** START OF Page text **

I have several other relevant written examples illustrating this perspective. In all the meetings in which we discussed the status of SCAPA, pursuant to the assessments we received from the inspectors, I sent notifications to the Managing Director, to his representatives and to my German colleagues, on a minimum of 50% of the total collected which did not belong to the members of AIPROM, being different types of waste. But I don’t have any form of correspondence, notifications, notices, provisions, etc in writing or a control from the German part of RIGK or from the Romanian team which would propose or impose that RIGK stop taking over waste which did not meet the SCAPA acceptance regulations.

In another train of thoughts, these amounts were vital for the company. In 2012, if RIGK srl had collected in SCAPA 40 tons less, any client could have closed the contract unilaterally. And RIGK srl collected in 2012 only on behalf of the members of AIPROM, on annexes which had the SCAPA serial numbers, invoiced the collected amounts and sent the bills to the SCAPA clients, having no other active SCAPA customer in a position to pay for waste collection. The exception to invoicing and declaration to the members of AIPROM is represented by the amount of 7340 kg of plastic exported to Multiport Germany srl and unreported by RIGK to the authorities, a relevant topic to which I will refer in the future, as it is the subject of legal actions.

Audit with sanctions or warnings on the subject received from the Phytosanitary Units/ Phytosanitary Police, in charge with the enforcement of GEO 41/2007 on the marketing of pesticides? Absolute zero during the period between 2008 and 2014, according to official data. 1,100,000 farmers received grants in 2012 from APIA, SCAPA collected from about 1,500 farmers maximum. Free slope!

Is there any explanation why, after December 2012, AIPROM never made public the numbers related to the total quantities taken over by SCAPA and reported by the AIPROM members as resulted from the SCAPA collection? I wonder because I know they took pride in communicating them December 2012. I believe that this silence is due to the fact that, if a person who knows the past, the price per collected ton paid by the members of AIPROM to RIGK and the turnover of RIGK Romania and would do the math, it would come out that in 2013 and 2014 there was a level of collection at least equal to the one registered at the end of 2012 and thus would easily say that RIGK has kept the SCAPA collection to same practices they had implemented in the period between 2008 and2012. And that would mean another proof that AIPROM still close an eye and pretend to do so to the irregularities and illegalities of RIGK srl. Perhaps they don’t have options or all that matters is the DOW and BASF shareholders in RIGK gmbh, companies with Romanian subsidiaries members of AIPROM.

** END OF Page text **
** START OF Data provided **

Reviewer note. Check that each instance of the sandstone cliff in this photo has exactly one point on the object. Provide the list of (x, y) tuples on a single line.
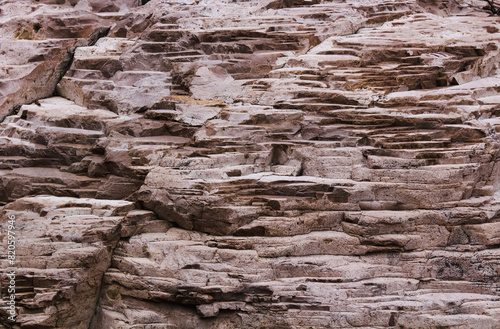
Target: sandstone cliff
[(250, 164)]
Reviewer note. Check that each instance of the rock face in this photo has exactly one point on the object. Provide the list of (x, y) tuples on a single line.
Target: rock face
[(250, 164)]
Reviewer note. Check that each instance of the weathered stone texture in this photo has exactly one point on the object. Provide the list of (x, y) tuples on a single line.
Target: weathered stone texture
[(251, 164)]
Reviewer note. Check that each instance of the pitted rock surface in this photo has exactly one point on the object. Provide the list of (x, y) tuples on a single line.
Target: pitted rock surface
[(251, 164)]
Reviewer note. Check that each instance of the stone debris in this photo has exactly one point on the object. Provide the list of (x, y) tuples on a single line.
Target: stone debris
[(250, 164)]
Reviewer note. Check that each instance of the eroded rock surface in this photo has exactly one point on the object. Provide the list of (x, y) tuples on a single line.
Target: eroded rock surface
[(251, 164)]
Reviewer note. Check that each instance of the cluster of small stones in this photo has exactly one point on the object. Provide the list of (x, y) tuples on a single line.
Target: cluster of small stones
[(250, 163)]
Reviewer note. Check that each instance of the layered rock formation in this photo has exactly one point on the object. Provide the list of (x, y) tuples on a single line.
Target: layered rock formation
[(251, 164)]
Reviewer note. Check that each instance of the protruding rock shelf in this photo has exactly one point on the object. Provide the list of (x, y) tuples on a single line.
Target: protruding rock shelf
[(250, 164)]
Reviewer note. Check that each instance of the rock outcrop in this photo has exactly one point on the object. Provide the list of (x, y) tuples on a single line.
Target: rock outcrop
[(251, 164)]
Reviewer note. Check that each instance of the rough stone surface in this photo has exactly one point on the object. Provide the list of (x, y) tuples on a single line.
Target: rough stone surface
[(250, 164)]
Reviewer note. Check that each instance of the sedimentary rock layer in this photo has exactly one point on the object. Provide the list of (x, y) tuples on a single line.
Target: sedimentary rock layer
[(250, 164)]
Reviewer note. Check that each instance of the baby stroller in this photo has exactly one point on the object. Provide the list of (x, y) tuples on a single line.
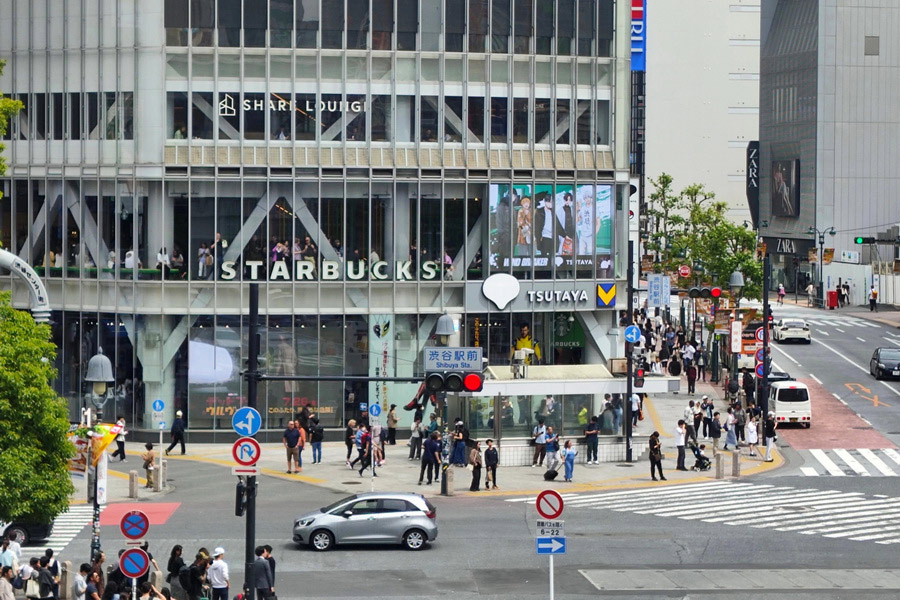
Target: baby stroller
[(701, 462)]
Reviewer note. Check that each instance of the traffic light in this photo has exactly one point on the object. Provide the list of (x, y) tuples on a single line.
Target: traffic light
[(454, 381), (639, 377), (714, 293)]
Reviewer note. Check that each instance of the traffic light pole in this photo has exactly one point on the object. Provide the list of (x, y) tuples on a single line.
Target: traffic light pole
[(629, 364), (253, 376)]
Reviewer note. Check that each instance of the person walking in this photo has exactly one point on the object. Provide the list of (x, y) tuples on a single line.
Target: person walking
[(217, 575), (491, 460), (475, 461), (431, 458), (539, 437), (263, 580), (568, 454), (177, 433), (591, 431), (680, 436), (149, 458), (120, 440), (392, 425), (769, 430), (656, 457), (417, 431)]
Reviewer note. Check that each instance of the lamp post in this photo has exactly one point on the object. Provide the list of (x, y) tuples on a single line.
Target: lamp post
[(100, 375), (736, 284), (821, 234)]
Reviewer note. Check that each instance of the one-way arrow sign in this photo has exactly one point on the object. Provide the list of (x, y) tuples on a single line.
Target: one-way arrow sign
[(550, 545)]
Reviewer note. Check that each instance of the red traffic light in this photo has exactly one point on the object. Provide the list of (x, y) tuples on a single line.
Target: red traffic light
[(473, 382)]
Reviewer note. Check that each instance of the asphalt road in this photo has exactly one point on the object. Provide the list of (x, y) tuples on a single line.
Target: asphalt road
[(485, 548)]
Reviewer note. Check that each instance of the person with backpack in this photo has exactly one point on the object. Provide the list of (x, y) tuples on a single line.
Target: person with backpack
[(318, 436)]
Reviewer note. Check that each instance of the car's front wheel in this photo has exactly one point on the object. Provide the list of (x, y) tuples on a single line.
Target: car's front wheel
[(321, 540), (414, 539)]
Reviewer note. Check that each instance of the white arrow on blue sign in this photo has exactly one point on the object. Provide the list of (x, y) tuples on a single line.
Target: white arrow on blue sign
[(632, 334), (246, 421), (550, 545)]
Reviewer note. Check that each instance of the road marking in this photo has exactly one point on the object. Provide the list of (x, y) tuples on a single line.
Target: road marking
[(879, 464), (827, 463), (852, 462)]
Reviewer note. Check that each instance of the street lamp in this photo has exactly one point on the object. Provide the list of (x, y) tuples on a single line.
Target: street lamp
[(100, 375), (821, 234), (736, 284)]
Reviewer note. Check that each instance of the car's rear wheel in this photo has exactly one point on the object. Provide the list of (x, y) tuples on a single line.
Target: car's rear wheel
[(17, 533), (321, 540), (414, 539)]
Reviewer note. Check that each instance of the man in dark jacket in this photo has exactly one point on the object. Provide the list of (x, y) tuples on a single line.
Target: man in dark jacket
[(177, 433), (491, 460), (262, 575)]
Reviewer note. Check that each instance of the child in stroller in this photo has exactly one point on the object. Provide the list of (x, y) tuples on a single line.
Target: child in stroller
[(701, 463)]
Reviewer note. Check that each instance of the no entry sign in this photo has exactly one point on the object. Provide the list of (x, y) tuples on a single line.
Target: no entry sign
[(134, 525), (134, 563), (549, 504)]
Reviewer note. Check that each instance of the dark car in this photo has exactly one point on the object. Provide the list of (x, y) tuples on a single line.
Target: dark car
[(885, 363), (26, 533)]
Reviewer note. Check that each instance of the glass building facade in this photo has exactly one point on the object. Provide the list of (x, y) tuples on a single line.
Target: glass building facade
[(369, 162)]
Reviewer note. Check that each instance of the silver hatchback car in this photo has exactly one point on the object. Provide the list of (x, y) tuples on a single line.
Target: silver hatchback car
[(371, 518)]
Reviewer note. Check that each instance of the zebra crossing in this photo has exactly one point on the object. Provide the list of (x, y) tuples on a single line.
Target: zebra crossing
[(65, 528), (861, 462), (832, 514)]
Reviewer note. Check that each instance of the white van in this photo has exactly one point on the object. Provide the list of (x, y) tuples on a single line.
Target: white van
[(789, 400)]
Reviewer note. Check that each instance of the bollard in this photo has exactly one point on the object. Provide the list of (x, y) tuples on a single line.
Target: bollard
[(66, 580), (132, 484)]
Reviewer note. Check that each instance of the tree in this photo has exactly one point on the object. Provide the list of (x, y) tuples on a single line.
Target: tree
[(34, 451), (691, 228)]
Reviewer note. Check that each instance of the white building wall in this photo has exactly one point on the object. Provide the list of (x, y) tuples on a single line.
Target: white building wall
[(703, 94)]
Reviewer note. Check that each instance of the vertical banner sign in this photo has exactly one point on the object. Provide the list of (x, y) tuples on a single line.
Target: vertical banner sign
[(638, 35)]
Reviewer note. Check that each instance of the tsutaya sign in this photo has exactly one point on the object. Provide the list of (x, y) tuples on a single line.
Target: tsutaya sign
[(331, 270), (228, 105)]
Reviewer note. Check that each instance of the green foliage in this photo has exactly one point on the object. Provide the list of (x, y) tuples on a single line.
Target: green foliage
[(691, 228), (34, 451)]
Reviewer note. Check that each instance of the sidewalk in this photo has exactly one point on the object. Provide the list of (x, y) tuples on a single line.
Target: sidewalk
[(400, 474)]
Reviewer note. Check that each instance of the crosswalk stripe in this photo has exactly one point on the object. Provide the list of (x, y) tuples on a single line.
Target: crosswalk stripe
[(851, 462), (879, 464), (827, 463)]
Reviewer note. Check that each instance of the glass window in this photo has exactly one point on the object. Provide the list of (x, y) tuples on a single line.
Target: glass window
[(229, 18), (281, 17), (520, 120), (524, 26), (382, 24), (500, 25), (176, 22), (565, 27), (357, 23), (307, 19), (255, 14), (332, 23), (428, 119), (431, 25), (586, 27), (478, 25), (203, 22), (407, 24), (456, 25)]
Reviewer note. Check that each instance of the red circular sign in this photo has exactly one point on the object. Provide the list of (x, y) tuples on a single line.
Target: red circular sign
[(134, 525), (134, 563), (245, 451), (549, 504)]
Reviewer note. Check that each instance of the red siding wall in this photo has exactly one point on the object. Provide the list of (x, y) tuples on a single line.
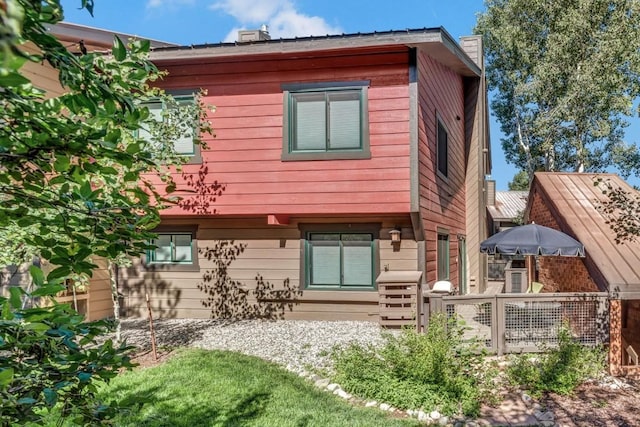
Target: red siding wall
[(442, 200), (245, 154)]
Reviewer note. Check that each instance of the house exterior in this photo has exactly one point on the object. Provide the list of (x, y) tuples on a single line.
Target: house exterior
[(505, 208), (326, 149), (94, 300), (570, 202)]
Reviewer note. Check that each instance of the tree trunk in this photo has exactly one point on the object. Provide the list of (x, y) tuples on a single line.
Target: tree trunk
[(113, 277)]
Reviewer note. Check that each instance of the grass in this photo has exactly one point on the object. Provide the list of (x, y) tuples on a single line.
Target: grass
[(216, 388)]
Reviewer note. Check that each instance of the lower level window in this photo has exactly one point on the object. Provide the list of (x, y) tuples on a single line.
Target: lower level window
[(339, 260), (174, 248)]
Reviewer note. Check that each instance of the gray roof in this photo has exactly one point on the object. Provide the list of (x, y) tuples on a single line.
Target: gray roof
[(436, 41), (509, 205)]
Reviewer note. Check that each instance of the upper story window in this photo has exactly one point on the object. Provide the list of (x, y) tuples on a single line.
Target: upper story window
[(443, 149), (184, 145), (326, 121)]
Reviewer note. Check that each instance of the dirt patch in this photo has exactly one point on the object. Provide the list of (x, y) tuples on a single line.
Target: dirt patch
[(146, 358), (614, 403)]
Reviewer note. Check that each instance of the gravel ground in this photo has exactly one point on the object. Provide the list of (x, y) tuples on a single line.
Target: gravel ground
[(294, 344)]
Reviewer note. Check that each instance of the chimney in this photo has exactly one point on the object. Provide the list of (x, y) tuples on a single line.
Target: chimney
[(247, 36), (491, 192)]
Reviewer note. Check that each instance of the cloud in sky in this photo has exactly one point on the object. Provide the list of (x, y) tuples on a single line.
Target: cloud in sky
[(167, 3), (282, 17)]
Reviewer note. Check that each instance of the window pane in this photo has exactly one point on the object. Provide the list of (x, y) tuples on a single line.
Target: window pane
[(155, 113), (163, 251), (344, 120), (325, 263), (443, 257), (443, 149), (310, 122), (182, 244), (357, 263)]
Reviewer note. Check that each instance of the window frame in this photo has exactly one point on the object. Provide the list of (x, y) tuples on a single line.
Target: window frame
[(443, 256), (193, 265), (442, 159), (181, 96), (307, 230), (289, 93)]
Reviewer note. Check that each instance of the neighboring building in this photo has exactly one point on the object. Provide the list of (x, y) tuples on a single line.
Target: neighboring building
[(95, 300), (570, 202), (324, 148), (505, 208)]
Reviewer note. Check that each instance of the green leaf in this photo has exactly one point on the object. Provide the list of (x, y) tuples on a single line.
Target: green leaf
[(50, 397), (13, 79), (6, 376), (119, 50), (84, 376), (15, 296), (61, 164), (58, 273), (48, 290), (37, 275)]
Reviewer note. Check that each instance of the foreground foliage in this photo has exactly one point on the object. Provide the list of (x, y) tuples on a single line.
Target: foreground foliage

** END OF Data provided **

Problem to solve |
Turn the paragraph of the SCAPA text that begins "In another train of thoughts" into a short list that keeps its main facts.

Written reply |
- These collected amounts were vital for the company.
- In 2012, if RIGK srl had collected 40 tons less in SCAPA, any client could have ended the contract unilaterally.
- In 2012, RIGK srl collected only on behalf of AIPROM members, on annexes bearing SCAPA serial numbers. It invoiced the collected amounts and billed the SCAPA clients, having no other active SCAPA customer able to pay for waste collection.
- The exception to invoicing and declaration to AIPROM members was 7,340 kg of plastic. It was exported to Multiport Germany srl and not reported by RIGK to the authorities, and it is the subject of legal actions that the writer plans to address later.